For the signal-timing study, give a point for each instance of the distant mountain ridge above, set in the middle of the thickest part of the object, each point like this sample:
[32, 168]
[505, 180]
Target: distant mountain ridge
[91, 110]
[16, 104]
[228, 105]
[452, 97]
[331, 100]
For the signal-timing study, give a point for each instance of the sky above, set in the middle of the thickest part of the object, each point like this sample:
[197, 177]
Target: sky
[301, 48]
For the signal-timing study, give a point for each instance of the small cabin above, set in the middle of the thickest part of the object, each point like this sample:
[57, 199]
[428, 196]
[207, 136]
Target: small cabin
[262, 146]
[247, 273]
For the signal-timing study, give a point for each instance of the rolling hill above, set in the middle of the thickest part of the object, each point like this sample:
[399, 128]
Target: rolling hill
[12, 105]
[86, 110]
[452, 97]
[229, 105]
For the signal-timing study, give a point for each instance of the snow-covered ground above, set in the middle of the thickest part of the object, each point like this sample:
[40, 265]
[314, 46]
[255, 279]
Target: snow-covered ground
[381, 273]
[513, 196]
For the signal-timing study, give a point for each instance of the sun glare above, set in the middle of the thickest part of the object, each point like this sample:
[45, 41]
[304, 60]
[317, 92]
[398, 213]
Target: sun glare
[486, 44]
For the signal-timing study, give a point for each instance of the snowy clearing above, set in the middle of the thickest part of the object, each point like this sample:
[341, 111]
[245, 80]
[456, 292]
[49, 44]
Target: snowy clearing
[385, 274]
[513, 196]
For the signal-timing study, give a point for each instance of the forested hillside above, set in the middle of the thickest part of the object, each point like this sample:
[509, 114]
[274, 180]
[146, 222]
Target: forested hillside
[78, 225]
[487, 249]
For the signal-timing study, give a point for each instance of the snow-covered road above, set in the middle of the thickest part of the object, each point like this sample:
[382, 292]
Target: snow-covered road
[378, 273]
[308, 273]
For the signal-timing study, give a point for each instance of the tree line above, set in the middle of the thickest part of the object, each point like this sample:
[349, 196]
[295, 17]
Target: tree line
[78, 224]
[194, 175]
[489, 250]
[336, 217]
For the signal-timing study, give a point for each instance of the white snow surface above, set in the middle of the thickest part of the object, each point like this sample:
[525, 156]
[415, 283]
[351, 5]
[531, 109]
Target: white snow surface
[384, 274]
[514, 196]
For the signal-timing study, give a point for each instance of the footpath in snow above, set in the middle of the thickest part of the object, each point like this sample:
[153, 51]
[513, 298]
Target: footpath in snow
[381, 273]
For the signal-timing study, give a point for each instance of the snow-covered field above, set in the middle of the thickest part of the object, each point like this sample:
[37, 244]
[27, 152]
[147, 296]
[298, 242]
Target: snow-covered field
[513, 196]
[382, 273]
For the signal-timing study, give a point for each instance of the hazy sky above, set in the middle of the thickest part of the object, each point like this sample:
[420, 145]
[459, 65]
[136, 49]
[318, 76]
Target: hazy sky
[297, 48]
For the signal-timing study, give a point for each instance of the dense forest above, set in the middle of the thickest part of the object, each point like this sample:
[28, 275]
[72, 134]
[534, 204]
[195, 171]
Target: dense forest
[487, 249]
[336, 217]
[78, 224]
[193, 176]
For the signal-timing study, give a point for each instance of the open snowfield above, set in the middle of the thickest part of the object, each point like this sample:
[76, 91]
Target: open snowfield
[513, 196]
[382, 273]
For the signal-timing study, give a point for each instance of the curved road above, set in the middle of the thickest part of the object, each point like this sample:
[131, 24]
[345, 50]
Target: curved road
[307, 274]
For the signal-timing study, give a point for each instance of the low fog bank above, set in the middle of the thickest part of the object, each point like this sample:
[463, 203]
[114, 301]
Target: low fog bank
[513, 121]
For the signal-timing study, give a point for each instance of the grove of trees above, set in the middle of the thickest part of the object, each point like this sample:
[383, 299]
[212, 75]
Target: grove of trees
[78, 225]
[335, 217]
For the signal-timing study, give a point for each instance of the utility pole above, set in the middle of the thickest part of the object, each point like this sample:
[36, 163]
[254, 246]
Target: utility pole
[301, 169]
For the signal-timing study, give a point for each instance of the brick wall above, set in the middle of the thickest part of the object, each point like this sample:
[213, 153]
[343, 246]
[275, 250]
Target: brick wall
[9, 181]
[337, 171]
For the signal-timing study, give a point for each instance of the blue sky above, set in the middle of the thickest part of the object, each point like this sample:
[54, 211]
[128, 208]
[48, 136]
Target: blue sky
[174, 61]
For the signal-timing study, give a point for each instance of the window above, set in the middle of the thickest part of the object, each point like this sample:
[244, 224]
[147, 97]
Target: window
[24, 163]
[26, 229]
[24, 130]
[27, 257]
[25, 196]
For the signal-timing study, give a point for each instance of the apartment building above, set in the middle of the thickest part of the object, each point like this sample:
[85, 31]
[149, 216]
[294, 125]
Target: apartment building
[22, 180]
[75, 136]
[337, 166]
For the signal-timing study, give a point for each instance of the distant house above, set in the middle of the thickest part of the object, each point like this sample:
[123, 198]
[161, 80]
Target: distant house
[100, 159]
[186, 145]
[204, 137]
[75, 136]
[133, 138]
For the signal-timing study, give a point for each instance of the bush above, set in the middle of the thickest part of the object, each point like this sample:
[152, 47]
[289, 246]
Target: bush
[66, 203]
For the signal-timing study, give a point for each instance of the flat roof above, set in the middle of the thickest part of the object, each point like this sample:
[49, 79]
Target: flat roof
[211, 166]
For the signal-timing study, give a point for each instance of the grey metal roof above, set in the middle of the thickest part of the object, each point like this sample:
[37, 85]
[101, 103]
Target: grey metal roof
•••
:: What you will do ::
Output all of the material, please, exactly as it stands.

:: Written response ::
For the signal-timing study, give a point for each instance of the distant mountain ridge above, set in the middle of the thickest part of the object, each point like this sample:
[32, 168]
[505, 180]
Target: distant mountain ridge
[91, 110]
[16, 104]
[228, 105]
[452, 97]
[331, 100]
For the signal-timing study, give a point for each instance of the sky above, set in the middle of the thickest part of the object, each point like this sample:
[197, 177]
Target: sky
[301, 48]
For the signal-timing study, give a point for each instance of the small cabin above, set in the middle of the thickest part of the object, each point like this sample:
[57, 199]
[428, 196]
[207, 136]
Target: small cabin
[262, 146]
[247, 273]
For the signal-timing study, give a point for each instance of the rolling hill above, set in the middle of the thickest part of the object, each point like this sample:
[399, 128]
Target: rolling hill
[12, 105]
[86, 110]
[452, 97]
[229, 105]
For the signal-timing study, give a point for each instance of the snow-covered ground above, set in the middle of the thickest part of the object, each point like this sample:
[40, 265]
[314, 46]
[255, 279]
Target: snow-covered ground
[381, 273]
[513, 196]
For the signal-timing study, give a point for each instance of the sun glare above, set in the middle of the thickest part of the object, each point like this sample:
[45, 41]
[304, 60]
[317, 92]
[398, 213]
Target: sun glare
[486, 44]
For the signal-timing study, give a point for each instance of the snowy clearing above, set in the middle of the thickest part of the object, each point like this sample:
[341, 111]
[245, 80]
[456, 292]
[49, 44]
Target: snowy clearing
[385, 274]
[513, 196]
For the signal-timing study, give a point for each instance of the forested hillside above, set in the middle of the thickest part of the object, each point like this sample:
[509, 114]
[274, 180]
[146, 222]
Target: forested hillside
[78, 225]
[487, 249]
For the signal-timing study, give a point for each instance of the snow-covered road above, set in the middle of the thickest part of the object, each point like this sample:
[382, 292]
Target: snow-covered road
[378, 273]
[308, 273]
For the signal-timing study, give a point for each instance of the tree line above, set in the middle of the thickest part of the object, each point like this sample:
[349, 196]
[295, 17]
Target: tree line
[78, 224]
[194, 175]
[489, 250]
[336, 217]
For the signal-timing study, give a point for each instance of the white snow surface above, set in the middle of the thickest part of the object, each point like this sample:
[525, 156]
[415, 283]
[351, 5]
[531, 109]
Target: white snow surface
[384, 274]
[514, 196]
For the signal-timing study, give a point for each instance of the footpath in snow above, set in the middle of the thickest part of the object, each point like this sample:
[153, 51]
[513, 298]
Target: footpath in snow
[381, 273]
For the signal-timing study, give a point for each instance of the snow-covered field above, set in the middle of the thickest part of the object, each point like this sample:
[37, 244]
[27, 152]
[147, 296]
[298, 242]
Target: snow-covered field
[513, 196]
[382, 273]
For the signal-timing study, give a point for each instance of the hazy sky above, set in the middle of the thickest part of the object, each point like this sample:
[420, 145]
[459, 65]
[136, 49]
[318, 76]
Target: hazy sky
[297, 48]
For the signal-timing study, give a point for each instance of the dense forest above, set in the middle of the thickest part of the object, each point like this sample:
[28, 275]
[72, 134]
[534, 204]
[195, 171]
Target: dense forest
[487, 249]
[336, 217]
[78, 224]
[193, 176]
For the signal-timing study, give a point for each instance of the open snowfield above, set in the middle of the thickest part of the object, each point like this sample:
[76, 91]
Target: open snowfield
[513, 196]
[382, 273]
For the signal-timing study, give a point for each instance of the curved road above, set in the middle of the thickest part of the object, each point like this sample:
[131, 24]
[345, 50]
Target: curved road
[307, 274]
For the signal-timing study, give a point for each instance of the low fog bank above, set in the middle of the thickest part of the object, each point like this sample:
[463, 203]
[114, 301]
Target: low fog bank
[513, 121]
For the signal-timing study, give a point for each instance of the grove of trees above, set in the middle of the thickest part of the object, each point like this sample:
[383, 299]
[212, 75]
Target: grove of trees
[78, 225]
[335, 217]
For the signal-timing study, give a point for each instance of the utility pole above, set in the middle of the thickest part of the object, each point like this sample:
[36, 163]
[254, 246]
Target: utility pole
[301, 169]
For the signal-timing study, give a point for each instance of the brick wall above, set in the middle of the thickest part of the object, each point like this sample:
[213, 153]
[343, 246]
[275, 250]
Target: brick wall
[9, 181]
[337, 171]
For the signal-timing study, give a point for each instance of the blue sky above, set in the middle of the thickest part of the object, each point like this sample:
[54, 211]
[128, 208]
[48, 136]
Target: blue sky
[174, 61]
For the signal-timing study, give a point for each instance of the window above, set in the middle of the thickest part of the object, each point like this sample:
[244, 224]
[147, 97]
Target: window
[24, 163]
[26, 229]
[24, 130]
[27, 257]
[25, 196]
For the signal-timing study, give a point for each instance of the apartment building above, set in the middle of the thickest part of the object, each point like this sample:
[85, 31]
[149, 216]
[294, 125]
Target: apartment building
[22, 180]
[75, 136]
[337, 166]
For the signal-timing study, give a point for each instance of the distant house above, set in the middle of the thickest part of the object, each point like this sample:
[123, 198]
[161, 80]
Target: distant house
[100, 159]
[186, 145]
[204, 137]
[75, 136]
[133, 138]
For the signal-timing study, give a point for each instance of the bush above, set in the middle of the thickest part of the object, each point like this sample:
[152, 47]
[289, 246]
Target: bush
[66, 203]
For the signal-timing study, give a point for each instance of the flat roof above, set in the middle of the thickest part of the object, each point like this sample:
[49, 79]
Target: flat roof
[211, 166]
For the signal-timing study, give a point for each instance of the grey metal roof above, set in the middle of the thickest part of the object, each point like this sample:
[37, 85]
[101, 103]
Target: grey metal roof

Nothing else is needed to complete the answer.